▶ [SUPPLIED TEXT]:
Probabilistic Graphical Model


Dr. Sen-ching Cheung


Office hours: Make an appointment at


Regular class: WF 9:00am-10:15am at FPAT 460 (NEW TIME! NEW ROOM!)

Final Examination: No Final

Course Description

A central tenant of any empirical sciences is to construct probabilistic models for prediction and estimation based on available data. The enormous advances in computing, sensing and networking technologies provide us with an unprecedented capability in collecting and storing an inordinate amount of data. Much of these data are noisy, inter-related and high-dimensional. One particular framework has gradually emerged as the most appropriate tool to handle uncertainty and to build complex models in a modular and algorithmic fashion. This framework is the Probabilistic Graphical Model, the focus of the EE639 course this semester. Probabilistic graphical models are probabilistic models that encode local information of conditional independence among a large number of random variables. By choosing an appropriate (sparse) graph to describe the data, powerful and rigorous techniques exist to perform prediction, estimation, data-fusion as well as handling uncertainty and missing data. Many classical multivariate systems in pattern recognition, information theory, statistics and statistical mechanics are special cases of this general framework – examples include hidden Markov models, regression, mixture models, Kalman filters and Ising models. In this course, we will study how graph theory and probability can be elegantly combined under this framework to represent many commonly-used probabilistic tools, and how they can be applied in solving many practical problems. We will put equal emphasis on both theoretical understanding of the subject and practical know-how on using it in real applications. The grading is based on three components: homework assignments throughout the semester, two midterms and a final project.

Tentative Topics

  1. Mathematical Preliminaries and Probabilistic Reasoning
  2. Overview of Graphical Models
  3. Efficient Inference in Trees
  4. Junction Tree Algorithm
  5. Basic Machine Learning Concepts
  6. Learning as Inference
  7. Learning with Hidden Variables
  8. Nearest Neighbor Classification
  9. Linear Dimension Reduction
  10. Mixture Models
  11. Discrete-State Markov Models
  12. Continuous-State Markov Models
  13. Approximate inference with Sampling
  14. Approximate inference with Variational techniques


  1. D. Barber, Bayesian Reasoning and Machine Learning, Cambridge, 2012 (Required)

▶ [DATASET EXTRACT]:
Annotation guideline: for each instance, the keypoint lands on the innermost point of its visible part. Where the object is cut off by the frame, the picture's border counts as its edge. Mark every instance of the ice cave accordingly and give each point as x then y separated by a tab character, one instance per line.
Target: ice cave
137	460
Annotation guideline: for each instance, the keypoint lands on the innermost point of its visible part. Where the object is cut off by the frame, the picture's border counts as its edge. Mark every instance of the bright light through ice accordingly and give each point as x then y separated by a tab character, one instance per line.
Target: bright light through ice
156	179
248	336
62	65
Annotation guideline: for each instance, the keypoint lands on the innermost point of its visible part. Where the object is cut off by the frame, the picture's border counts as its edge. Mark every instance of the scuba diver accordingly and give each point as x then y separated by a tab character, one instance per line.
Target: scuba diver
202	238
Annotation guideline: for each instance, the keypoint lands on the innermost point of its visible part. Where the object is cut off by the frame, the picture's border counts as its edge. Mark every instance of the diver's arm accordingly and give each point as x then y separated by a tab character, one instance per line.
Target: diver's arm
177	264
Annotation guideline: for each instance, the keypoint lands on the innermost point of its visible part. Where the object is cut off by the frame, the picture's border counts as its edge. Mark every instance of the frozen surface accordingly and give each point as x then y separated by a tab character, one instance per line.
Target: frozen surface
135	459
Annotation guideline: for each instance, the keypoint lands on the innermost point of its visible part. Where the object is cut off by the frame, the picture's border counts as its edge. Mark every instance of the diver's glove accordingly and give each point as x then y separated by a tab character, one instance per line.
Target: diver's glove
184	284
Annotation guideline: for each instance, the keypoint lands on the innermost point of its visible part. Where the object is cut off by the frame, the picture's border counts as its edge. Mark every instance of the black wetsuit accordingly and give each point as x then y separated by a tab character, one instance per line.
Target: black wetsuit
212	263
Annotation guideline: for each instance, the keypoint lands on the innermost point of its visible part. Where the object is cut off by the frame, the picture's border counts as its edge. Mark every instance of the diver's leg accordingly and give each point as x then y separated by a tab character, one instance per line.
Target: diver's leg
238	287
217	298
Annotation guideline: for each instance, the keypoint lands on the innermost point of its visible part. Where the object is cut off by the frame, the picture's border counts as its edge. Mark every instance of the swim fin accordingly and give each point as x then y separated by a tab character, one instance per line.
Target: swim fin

▶ [TASK TO COMPLETE]:
According to the course page, which classical multivariate systems are special cases of the probabilistic graphical model framework? Name all of them. Rely only on the course page for your answer.

▶ [FULL OUTPUT]:
Hidden Markov models, regression, mixture models, Kalman filters, and Ising models.